> [DOCUMENT PASSAGE]
== Segment start ==

Rural Service Delivery: Business Acumen Trumps All Else?

Any project which uses the informal private sector and entrepreneurship as the basis to deliver services in underserved areas involves risk. The common temptation is to minimize the risk by starting small, but the development sector is strewn with small projects which produced great results but could neither be replicated nor matched with similar results when scaled up. Getting a donor who will support risk on scale is the first hurdle. Fortunately, we found one.

Our project combines technology with village entrepreneurs acting as facilitators to connect rural communities with formally qualified urban doctors. Establishing these rural centers called for investment, availability of space as well as more than functional literacy. To allow the project to go to scale, these entrepreneurs also needed to take on an important administrative role so that a group of neighboring rural health practitioners can be managed efficiently and a supply chain for medicines and products can flow cost-effectively. The understandable first step in indentifying these entrepreneurs was to get the best educated in the village with investment capability. It was surprising to find so many well educated women sitting idle in villages. They were often from the higher socio economic class for whom the requisite investment was not an issue.

The best human resource of the village, using simple and intuitive technologies tailored to deal with weak infrastructure, delivering commonly-needed health care—the combination should work, right? It didn’t. Despite everything going in their favor, these village entrepreneurs lacked business skills and fervor for making that extra buck. They waited in their centers for the community to arrive rather than go and seek out clients who were often unsure of what was being offered. The client load was often a trickle and interest was waning quickly.

== Segment end ==

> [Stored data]
== Segment start ==

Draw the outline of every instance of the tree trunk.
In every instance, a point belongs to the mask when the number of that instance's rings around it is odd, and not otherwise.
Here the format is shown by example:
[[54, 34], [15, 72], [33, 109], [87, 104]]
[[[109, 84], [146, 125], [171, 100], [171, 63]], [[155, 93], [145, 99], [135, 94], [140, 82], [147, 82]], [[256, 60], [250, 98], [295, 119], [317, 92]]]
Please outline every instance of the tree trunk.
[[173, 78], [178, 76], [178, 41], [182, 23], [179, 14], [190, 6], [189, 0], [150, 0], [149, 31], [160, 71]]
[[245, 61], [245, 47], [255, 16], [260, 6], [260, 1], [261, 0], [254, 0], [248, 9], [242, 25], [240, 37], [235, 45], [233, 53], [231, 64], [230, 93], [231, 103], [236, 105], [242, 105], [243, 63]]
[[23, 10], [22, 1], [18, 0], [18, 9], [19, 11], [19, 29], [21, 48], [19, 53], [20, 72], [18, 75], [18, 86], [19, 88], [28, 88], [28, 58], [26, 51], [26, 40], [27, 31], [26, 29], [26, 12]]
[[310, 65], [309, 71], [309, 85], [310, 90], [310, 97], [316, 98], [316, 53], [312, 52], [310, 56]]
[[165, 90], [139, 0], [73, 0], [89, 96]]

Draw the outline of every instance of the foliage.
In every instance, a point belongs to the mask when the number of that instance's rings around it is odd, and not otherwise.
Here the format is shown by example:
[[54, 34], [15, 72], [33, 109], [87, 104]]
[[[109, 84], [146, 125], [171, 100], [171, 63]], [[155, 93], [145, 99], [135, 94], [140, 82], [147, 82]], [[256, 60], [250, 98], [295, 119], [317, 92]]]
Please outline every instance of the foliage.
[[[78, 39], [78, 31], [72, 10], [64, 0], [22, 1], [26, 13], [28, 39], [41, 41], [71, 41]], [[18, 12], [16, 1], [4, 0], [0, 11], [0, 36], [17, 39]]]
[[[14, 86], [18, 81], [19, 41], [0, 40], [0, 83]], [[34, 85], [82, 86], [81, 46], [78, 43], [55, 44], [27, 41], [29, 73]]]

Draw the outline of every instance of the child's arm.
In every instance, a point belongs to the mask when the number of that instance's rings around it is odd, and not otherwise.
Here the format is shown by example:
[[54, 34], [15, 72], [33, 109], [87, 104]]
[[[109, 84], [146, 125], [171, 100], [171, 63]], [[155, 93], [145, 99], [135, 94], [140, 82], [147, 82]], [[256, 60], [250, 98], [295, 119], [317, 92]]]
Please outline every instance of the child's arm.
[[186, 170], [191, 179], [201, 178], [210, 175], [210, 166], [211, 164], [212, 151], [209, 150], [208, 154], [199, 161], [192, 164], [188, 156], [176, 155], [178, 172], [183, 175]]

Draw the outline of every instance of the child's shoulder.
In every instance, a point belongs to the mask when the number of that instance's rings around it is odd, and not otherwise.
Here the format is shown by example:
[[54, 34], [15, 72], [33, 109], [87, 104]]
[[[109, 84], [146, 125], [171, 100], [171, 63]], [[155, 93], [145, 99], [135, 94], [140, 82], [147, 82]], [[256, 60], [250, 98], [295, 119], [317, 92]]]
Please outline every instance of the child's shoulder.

== Segment end ==

> [ASSIGNMENT]
Transcribe the passage on rural service delivery between "Rural Service Delivery: Business" and "we found one.", inclusive.

> [SOLUTION FOR THIS PROBLEM]
Rural Service Delivery: Business Acumen Trumps All Else?

Any project which uses the informal private sector and entrepreneurship as the basis to deliver services in underserved areas involves risk. The common temptation is to minimize the risk by starting small, but the development sector is strewn with small projects which produced great results but could neither be replicated nor matched with similar results when scaled up. Getting a donor who will support risk on scale is the first hurdle. Fortunately, we found one.